- What needs to be done: From the line containing "Q: Pick out each instance of the ceiling" down to the last line of the records below, copy every line exactly. Leave out everything before it.

○ ○ ○ ○

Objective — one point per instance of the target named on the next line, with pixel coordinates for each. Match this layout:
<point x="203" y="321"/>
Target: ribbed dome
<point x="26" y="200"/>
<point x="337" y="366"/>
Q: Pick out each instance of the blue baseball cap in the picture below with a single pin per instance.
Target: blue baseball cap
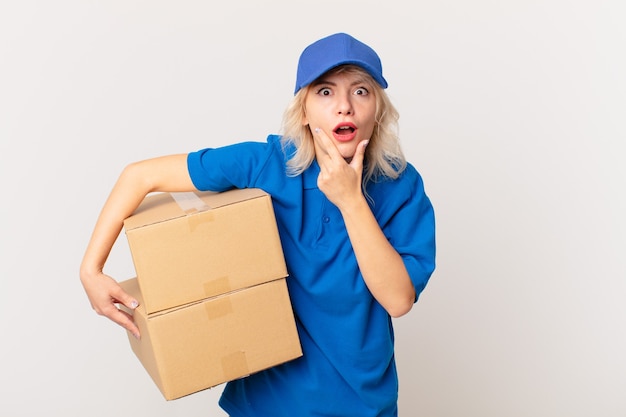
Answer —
(333, 51)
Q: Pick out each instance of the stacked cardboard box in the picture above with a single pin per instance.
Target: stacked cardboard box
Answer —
(211, 281)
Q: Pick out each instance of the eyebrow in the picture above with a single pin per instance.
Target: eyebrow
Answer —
(322, 81)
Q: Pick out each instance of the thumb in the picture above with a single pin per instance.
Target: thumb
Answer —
(123, 297)
(359, 155)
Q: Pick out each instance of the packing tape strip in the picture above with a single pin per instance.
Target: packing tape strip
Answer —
(235, 365)
(189, 202)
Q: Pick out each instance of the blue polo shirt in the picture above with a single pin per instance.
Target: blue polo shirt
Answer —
(347, 367)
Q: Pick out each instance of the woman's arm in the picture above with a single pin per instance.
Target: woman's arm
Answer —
(381, 265)
(168, 173)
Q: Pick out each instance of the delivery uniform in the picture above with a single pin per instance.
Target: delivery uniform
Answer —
(348, 366)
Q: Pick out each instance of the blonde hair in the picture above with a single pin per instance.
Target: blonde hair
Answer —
(383, 156)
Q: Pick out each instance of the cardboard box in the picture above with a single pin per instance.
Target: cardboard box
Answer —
(219, 339)
(188, 247)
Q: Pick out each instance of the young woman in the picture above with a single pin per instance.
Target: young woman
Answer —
(356, 226)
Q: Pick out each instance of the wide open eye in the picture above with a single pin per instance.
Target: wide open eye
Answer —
(324, 91)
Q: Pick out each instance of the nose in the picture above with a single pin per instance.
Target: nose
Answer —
(344, 105)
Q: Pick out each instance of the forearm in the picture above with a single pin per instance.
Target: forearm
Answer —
(381, 266)
(136, 181)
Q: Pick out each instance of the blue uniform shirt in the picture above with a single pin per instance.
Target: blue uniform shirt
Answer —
(347, 367)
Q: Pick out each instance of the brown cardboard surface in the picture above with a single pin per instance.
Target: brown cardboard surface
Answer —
(206, 343)
(183, 255)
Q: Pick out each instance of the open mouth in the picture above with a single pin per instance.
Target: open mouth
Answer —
(344, 130)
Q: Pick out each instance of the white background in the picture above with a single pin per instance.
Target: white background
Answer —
(513, 111)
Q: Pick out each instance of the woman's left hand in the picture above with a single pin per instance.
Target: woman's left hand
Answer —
(339, 179)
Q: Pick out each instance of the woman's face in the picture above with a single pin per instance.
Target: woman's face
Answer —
(343, 105)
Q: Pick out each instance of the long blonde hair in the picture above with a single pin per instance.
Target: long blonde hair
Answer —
(383, 158)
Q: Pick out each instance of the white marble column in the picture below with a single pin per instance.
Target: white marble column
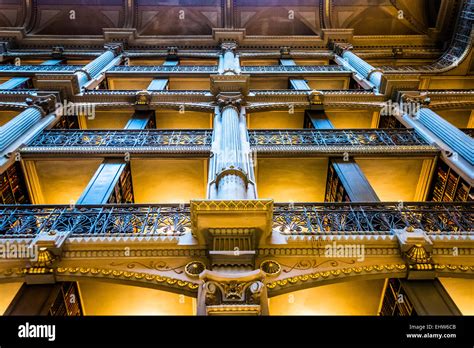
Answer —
(231, 174)
(92, 69)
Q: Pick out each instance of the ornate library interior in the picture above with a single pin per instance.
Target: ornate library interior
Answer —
(236, 157)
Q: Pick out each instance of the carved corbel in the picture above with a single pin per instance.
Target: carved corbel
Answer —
(46, 104)
(340, 47)
(142, 100)
(231, 294)
(115, 47)
(416, 248)
(230, 99)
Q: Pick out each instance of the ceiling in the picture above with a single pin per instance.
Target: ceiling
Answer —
(263, 17)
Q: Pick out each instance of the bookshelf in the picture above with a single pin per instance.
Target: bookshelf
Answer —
(67, 122)
(12, 186)
(448, 186)
(395, 301)
(335, 191)
(123, 190)
(390, 122)
(67, 301)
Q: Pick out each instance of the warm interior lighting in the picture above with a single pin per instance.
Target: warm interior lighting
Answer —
(349, 298)
(113, 299)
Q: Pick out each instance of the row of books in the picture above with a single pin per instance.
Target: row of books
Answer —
(12, 186)
(123, 190)
(67, 122)
(335, 191)
(390, 122)
(395, 301)
(67, 302)
(448, 186)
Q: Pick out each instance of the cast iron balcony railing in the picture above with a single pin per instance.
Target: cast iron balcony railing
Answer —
(134, 69)
(373, 218)
(292, 69)
(262, 140)
(213, 69)
(335, 140)
(120, 140)
(468, 131)
(313, 219)
(27, 70)
(108, 220)
(332, 137)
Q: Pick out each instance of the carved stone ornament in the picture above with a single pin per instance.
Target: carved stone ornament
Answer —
(46, 104)
(229, 46)
(229, 99)
(115, 47)
(194, 268)
(228, 289)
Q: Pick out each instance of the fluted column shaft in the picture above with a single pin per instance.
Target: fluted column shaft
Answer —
(231, 183)
(459, 141)
(364, 68)
(231, 171)
(97, 65)
(229, 63)
(18, 126)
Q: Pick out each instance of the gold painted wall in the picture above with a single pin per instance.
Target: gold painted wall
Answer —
(348, 298)
(7, 293)
(462, 293)
(100, 298)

○ ○ ○ ○

- Solution for this task:
Q: Pick out each instance of the ceiling in the picture above with a single pin per instance.
Target: ceiling
Answer —
(263, 17)
Q: Pick out each instance of the bookshelf in the picture above with a single pin per instance.
Target: bookshelf
Answer —
(67, 122)
(12, 186)
(448, 186)
(395, 301)
(335, 191)
(123, 190)
(390, 122)
(67, 301)
Q: Pick out each instance of the warm interior lighting in the picture above with a single pin per instance.
Target: warm interior lighting
Answer —
(349, 298)
(113, 299)
Q: Pick out each instance of the row of books in the picture above with a single pin per instance.
Target: row of books
Answer —
(12, 186)
(123, 190)
(67, 122)
(335, 191)
(390, 122)
(395, 301)
(67, 302)
(448, 186)
Q: Pick out each instance of the cast iron balcony railing in the picture above with a single pin per instance.
Target: cast iron balcony railing
Answer —
(134, 69)
(373, 218)
(292, 69)
(262, 140)
(213, 69)
(335, 140)
(120, 140)
(468, 131)
(313, 219)
(27, 70)
(108, 220)
(332, 137)
Q: Pick out each instance of the carved stone ornament in the picture above with a single pin per instance.
Target: carved stone ornament
Answer —
(46, 104)
(229, 46)
(229, 99)
(115, 47)
(194, 268)
(228, 289)
Q: Pick out each instance of the fluted column shaft in the picture above with a single pin per instance.
Target: fluted column shaft
Answer —
(231, 183)
(459, 141)
(364, 68)
(231, 171)
(97, 65)
(229, 63)
(18, 126)
Q: Pick out each instance of the gold painted wall in the picture above with a single pin per instance.
Target: gold painted wall
Answer —
(348, 298)
(7, 293)
(462, 293)
(100, 298)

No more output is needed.